Вместо этого мы будем вузы делить на кластеры в зависимости от региона. Потому что вузы Москвы находятся в несопоставимых экономических условиях с вузами Костромы, Ставрополя или Томска. Уровень развития совершенно разный, как и объемы доходов.
Но надо помнить, что сравнение по формальным показателям — это только информация, которая принимается во внимание. А окончательно все решает экспертная комиссия.
— Когда вы стали министром, большинством это было воспринято скорее позитивно. Вузовское сообщество считало вас коллегой, ведь вы были ректором МИСиСа. Ученые знали, что вы действительно занимались наукой, а учителя просто надеялись на лучшее. Прошло два года: ректорам не нравится мониторинг вузов, ученые не простят вам реформу РАН, а учителя говорят, что их ожидания тоже пока не оправдались. У вас нет ощущения, что вы потеряли поддержку тех, на кого должны опираться?

▸ ЗАПИСИ НАБОРА ДАННЫХ:
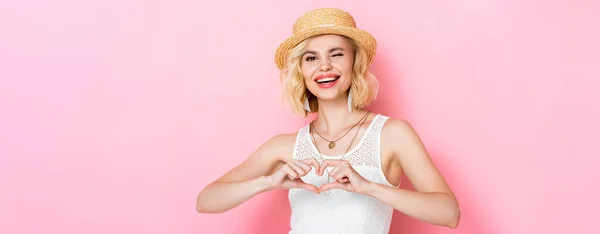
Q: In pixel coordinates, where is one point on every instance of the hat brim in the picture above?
(363, 38)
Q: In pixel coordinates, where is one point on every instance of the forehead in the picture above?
(326, 42)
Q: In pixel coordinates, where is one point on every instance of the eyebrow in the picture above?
(330, 50)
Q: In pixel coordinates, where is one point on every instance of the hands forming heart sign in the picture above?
(343, 175)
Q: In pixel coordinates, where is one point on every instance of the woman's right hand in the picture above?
(288, 176)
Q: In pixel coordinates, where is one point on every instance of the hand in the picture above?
(288, 176)
(345, 177)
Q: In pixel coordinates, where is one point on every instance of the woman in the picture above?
(344, 168)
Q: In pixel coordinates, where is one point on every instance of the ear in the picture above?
(282, 74)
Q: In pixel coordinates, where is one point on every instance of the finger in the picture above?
(341, 166)
(328, 163)
(305, 168)
(287, 170)
(334, 185)
(312, 162)
(340, 173)
(302, 185)
(298, 169)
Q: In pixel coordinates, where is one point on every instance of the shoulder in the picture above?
(279, 146)
(395, 128)
(399, 134)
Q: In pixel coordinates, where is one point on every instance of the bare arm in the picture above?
(269, 167)
(433, 200)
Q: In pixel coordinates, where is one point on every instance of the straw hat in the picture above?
(325, 21)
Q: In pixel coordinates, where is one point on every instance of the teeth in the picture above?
(326, 79)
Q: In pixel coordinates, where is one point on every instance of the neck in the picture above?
(334, 116)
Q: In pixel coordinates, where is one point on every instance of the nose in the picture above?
(325, 65)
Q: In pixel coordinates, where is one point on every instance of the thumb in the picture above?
(300, 184)
(334, 185)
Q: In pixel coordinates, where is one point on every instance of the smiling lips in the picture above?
(327, 80)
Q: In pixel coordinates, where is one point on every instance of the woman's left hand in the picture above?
(345, 177)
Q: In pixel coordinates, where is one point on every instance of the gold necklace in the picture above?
(332, 143)
(362, 120)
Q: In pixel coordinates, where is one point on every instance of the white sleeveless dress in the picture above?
(341, 211)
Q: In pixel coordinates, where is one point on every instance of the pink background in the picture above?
(115, 114)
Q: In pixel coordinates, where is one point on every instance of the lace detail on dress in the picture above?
(365, 153)
(341, 211)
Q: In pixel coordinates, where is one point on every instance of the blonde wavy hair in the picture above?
(364, 84)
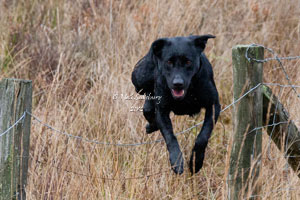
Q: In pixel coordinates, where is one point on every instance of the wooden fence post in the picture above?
(245, 158)
(15, 99)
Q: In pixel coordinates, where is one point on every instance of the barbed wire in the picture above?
(12, 126)
(126, 144)
(278, 59)
(107, 178)
(274, 123)
(141, 143)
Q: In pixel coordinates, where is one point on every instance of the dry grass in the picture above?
(79, 53)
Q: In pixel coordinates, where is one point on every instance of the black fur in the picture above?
(177, 70)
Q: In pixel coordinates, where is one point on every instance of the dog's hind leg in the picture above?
(149, 113)
(175, 155)
(198, 152)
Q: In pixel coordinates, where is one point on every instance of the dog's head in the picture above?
(178, 60)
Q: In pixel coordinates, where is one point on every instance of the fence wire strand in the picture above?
(273, 125)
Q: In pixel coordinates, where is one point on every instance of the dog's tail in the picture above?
(217, 108)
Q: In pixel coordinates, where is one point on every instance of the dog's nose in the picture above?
(178, 82)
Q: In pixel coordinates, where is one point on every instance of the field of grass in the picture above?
(79, 54)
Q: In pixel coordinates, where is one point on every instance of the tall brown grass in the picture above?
(80, 53)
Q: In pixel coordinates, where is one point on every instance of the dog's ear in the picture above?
(200, 41)
(157, 46)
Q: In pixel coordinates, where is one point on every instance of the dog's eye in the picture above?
(188, 62)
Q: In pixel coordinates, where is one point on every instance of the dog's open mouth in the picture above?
(178, 93)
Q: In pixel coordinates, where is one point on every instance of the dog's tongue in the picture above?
(178, 93)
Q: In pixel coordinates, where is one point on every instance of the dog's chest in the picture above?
(188, 106)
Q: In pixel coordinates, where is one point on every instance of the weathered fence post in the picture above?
(15, 99)
(245, 158)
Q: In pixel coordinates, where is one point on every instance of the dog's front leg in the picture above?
(201, 141)
(165, 125)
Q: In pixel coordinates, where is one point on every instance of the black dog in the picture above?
(177, 70)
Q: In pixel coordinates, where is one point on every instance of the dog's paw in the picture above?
(150, 128)
(176, 161)
(196, 161)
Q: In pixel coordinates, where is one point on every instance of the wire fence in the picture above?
(273, 125)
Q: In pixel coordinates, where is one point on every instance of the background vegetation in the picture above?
(80, 53)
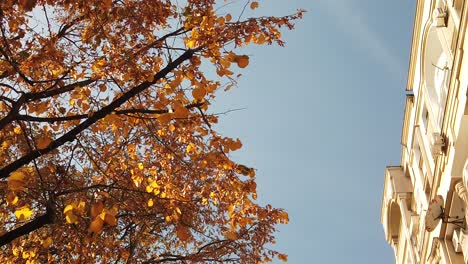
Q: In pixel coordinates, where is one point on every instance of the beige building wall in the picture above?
(434, 143)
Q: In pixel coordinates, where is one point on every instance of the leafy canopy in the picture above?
(107, 148)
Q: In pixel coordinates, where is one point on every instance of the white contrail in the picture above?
(350, 21)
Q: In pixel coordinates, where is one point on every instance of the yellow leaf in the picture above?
(199, 93)
(98, 65)
(16, 181)
(110, 220)
(68, 208)
(183, 233)
(149, 188)
(17, 130)
(43, 142)
(107, 4)
(254, 5)
(191, 44)
(171, 127)
(47, 242)
(96, 225)
(231, 235)
(283, 257)
(23, 213)
(16, 251)
(96, 209)
(12, 199)
(27, 5)
(71, 218)
(242, 61)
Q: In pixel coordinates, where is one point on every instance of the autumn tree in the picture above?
(108, 152)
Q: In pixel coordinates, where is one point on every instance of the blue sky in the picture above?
(322, 120)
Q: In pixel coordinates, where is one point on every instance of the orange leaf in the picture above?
(254, 5)
(242, 61)
(43, 142)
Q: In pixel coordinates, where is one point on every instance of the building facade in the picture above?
(425, 198)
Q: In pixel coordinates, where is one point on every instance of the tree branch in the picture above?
(35, 224)
(71, 135)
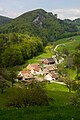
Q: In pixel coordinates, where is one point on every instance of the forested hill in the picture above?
(4, 20)
(40, 23)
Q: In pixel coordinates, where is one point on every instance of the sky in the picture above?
(65, 9)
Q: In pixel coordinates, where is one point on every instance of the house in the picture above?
(48, 61)
(35, 69)
(51, 76)
(25, 75)
(51, 68)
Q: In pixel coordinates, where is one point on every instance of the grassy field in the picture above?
(59, 108)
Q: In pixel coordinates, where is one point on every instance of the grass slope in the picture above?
(57, 110)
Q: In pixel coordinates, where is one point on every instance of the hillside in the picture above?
(40, 23)
(4, 20)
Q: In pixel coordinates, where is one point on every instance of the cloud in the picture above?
(67, 13)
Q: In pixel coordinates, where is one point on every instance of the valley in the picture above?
(39, 67)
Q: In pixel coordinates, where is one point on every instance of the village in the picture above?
(46, 70)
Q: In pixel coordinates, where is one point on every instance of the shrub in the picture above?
(22, 97)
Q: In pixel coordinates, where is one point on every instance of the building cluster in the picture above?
(46, 71)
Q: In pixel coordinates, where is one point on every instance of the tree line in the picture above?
(16, 48)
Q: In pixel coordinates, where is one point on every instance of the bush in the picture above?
(22, 97)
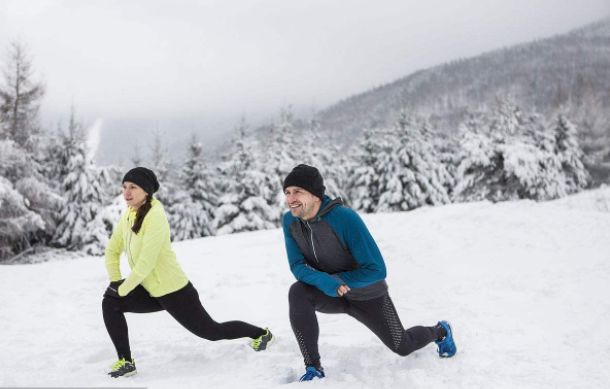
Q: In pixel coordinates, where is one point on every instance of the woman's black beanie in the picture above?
(144, 178)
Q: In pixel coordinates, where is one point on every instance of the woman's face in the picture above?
(134, 195)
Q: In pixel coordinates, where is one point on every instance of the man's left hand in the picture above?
(342, 290)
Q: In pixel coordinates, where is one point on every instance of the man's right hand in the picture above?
(342, 290)
(113, 289)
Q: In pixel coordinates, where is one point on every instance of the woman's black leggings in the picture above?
(378, 314)
(183, 305)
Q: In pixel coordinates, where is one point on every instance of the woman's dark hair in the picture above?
(142, 211)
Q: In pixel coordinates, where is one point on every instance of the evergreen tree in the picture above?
(244, 206)
(364, 184)
(570, 155)
(193, 211)
(76, 229)
(17, 222)
(414, 173)
(20, 100)
(516, 157)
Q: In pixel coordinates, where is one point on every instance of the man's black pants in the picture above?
(184, 306)
(378, 314)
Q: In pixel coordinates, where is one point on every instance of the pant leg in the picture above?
(184, 306)
(114, 308)
(380, 316)
(304, 301)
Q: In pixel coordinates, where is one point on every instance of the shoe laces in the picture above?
(256, 343)
(311, 373)
(118, 364)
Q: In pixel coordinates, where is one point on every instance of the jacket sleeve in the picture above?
(155, 230)
(303, 272)
(358, 239)
(113, 251)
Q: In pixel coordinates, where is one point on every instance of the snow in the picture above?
(524, 284)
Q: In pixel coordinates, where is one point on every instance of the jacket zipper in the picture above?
(313, 247)
(129, 243)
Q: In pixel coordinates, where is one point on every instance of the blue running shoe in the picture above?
(446, 346)
(311, 372)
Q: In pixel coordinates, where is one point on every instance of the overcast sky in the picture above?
(217, 59)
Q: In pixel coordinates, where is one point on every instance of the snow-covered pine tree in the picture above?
(364, 184)
(479, 159)
(84, 196)
(20, 97)
(192, 213)
(245, 205)
(414, 175)
(570, 154)
(17, 222)
(514, 157)
(320, 151)
(279, 153)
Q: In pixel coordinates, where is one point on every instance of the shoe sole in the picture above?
(131, 373)
(266, 344)
(446, 355)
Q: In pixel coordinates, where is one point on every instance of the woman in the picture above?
(156, 281)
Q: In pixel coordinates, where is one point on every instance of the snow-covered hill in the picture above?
(524, 284)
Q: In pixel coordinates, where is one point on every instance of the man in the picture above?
(340, 269)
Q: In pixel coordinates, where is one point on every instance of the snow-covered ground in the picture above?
(524, 284)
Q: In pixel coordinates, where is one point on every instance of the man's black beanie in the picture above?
(144, 178)
(306, 177)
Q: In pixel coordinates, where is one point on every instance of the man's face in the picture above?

▸ ЗАДАНИЕ 1: Перепечатайте, пожалуйста, фрагмент текста о вузах, начиная со слов «Но надо помнить, что» и заканчивая словами «кого должны опираться?».
▸ ЗАДАНИЕ 2:
Ответьте по тексту о вузах:
(a) В зависимости от чего вузы будут делить на кластеры?
(b) Кто, по тексту, окончательно всё решает?
(c) Ректором какого вуза был министр до назначения?

▸ ПИСЬМЕННЫЙ ОТВЕТ 1:
Но надо помнить, что сравнение по формальным показателям — это только информация, которая принимается во внимание. А окончательно все решает экспертная комиссия.
— Когда вы стали министром, большинством это было воспринято скорее позитивно. Вузовское сообщество считало вас коллегой, ведь вы были ректором МИСиСа. Ученые знали, что вы действительно занимались наукой, а учителя просто надеялись на лучшее. Прошло два года: ректорам не нравится мониторинг вузов, ученые не простят вам реформу РАН, а учителя говорят, что их ожидания тоже пока не оправдались. У вас нет ощущения, что вы потеряли поддержку тех, на кого должны опираться?

▸ ПИСЬМЕННЫЙ ОТВЕТ 2:
(a) В зависимости от региона.
(b) Экспертная комиссия.
(c) МИСиСа.